* Set tasks:
**A.** Name each model listed under "Models Tested" in the Cohesix page.
**B.** Pull out every line of the records that contains the string "tree". Case counts.

* Extract provided:
□ □ □ □ □ □ □

|
|
Open-source releases are available in releases/.
Tested platforms:
- Apple Silicon M-series (macOS 26 host, Queen VM + host tools)
- AWS g5g.xlarge (Queen VM, host tools, GPU integration, API integration)
- AWS t4g.small (arm64 build host)
- NVIDIA JetPack 6.2.1 (worker VM path, GPU integration)
Models Tested:
- HuggingFaceTB/SmolVLM-500M-Instruct
- WinKawaks/vit-small-patch16-224 (ViT-S/16)
- WinKawaks/vit-tiny-patch16-224 (ViT-Ti/16)
Cohesix explores a specific and deliberately narrow problem space: how to build a small, auditable, and secure control plane for orchestrating distributed edge GPU systems, without inheriting the complexity, opacity, and attack surface of general-purpose operating systems.
Cohesix is a research operating system with practical goals: to test whether a formally grounded microkernel, a file-shaped control plane, and a strictly bounded userspace can handle real edge-orchestration workloads in hostile and unreliable environments. The project is informed by earlier work in film and broadcast systems where reliability, timing, and control mattered more than convenience.
In practical terms, the project would not be feasible without extensive use of AI agents for architecture review, design iteration, code synthesis, debugging assistance, and documentation refinement.
Cohesix is intentionally opinionated. It treats determinism, auditability, and security as design inputs rather than constraints, and is willing to exclude large classes of features to preserve those properties.
Cohesix has a strong MLOps fit: model lifecycle pointers, deterministic CAS updates, and bounded telemetry streams make training, rollout, and audit pipelines reproducible without introducing in-VM ML stacks.
Cohesix runs on seL4, a high-assurance capability-based microkernel with a machine-checked proof of correctness. seL4 provides strong isolation, explicit authority, and deterministic scheduling while keeping the kernel extremely small. This lets Cohesix place all policy and orchestration logic in a pure Rust userspace, minimize the trusted computing base, and enforce capability-scoped control planes without relying on POSIX semantics, in-kernel drivers, or ambient authority.
Cohesix is a minimal orchestration operating system for secure edge management, targeting a defined set of use cases around AI hives and distributed GPU workloads.

□ □ □ □ □ □ □

* Task input:

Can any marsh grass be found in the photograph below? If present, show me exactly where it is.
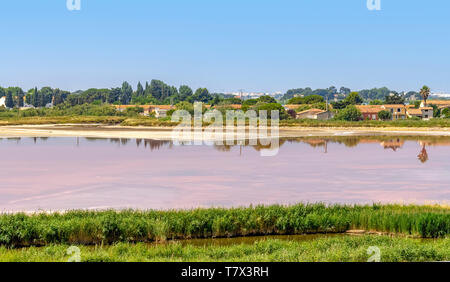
[0,204,450,247]
[0,235,450,262]
[0,115,450,128]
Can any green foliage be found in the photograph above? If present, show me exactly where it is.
[369,99,384,105]
[335,105,362,121]
[384,93,405,105]
[5,90,14,108]
[258,96,277,104]
[378,110,392,120]
[256,103,289,120]
[0,235,450,262]
[0,204,450,247]
[287,95,325,105]
[242,99,258,106]
[441,108,450,118]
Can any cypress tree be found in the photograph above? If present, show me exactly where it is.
[5,90,14,108]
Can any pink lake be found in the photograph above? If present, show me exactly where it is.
[0,137,450,211]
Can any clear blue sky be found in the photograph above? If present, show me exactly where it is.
[0,0,450,92]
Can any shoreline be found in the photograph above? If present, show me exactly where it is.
[0,124,450,140]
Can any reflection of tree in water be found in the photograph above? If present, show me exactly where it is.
[417,144,428,163]
[381,138,405,152]
[214,139,290,152]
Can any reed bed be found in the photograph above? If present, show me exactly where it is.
[0,204,450,247]
[0,235,450,262]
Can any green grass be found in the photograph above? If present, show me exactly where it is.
[0,204,450,247]
[0,235,450,262]
[0,115,450,128]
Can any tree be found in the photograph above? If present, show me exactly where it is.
[31,87,39,107]
[17,89,24,108]
[339,87,352,95]
[258,95,277,103]
[257,103,289,120]
[345,92,363,105]
[378,110,392,120]
[335,105,362,121]
[136,81,144,97]
[192,88,212,103]
[369,99,384,105]
[5,90,14,108]
[178,85,194,101]
[384,93,405,105]
[120,81,133,105]
[420,85,430,106]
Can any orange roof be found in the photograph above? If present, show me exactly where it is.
[408,109,422,115]
[383,104,405,108]
[284,105,300,110]
[297,109,326,115]
[356,105,383,114]
[114,105,175,110]
[427,100,450,106]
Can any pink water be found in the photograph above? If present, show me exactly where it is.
[0,138,450,211]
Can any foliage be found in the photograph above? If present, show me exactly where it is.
[369,99,384,105]
[384,93,405,105]
[378,110,392,120]
[0,235,450,262]
[0,204,450,247]
[287,95,325,105]
[420,85,431,105]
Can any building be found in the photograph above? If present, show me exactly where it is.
[356,104,408,120]
[382,105,407,120]
[407,107,433,120]
[296,109,334,120]
[115,105,175,117]
[420,100,450,109]
[356,105,384,120]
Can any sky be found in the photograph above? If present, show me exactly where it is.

□ □ □ □ □ □ □

* Answers to the exercises:
**A.**
- HuggingFaceTB/SmolVLM-500M-Instruct
- WinKawaks/vit-small-patch16-224 (ViT-S/16)
- WinKawaks/vit-tiny-patch16-224 (ViT-Ti/16)

**B.**
Can any cypress tree be found in the photograph above? If present, show me exactly where it is.
Can any reflection of tree in water be found in the photograph above? If present, show me exactly where it is.
Can any tree be found in the photograph above? If present, show me exactly where it is.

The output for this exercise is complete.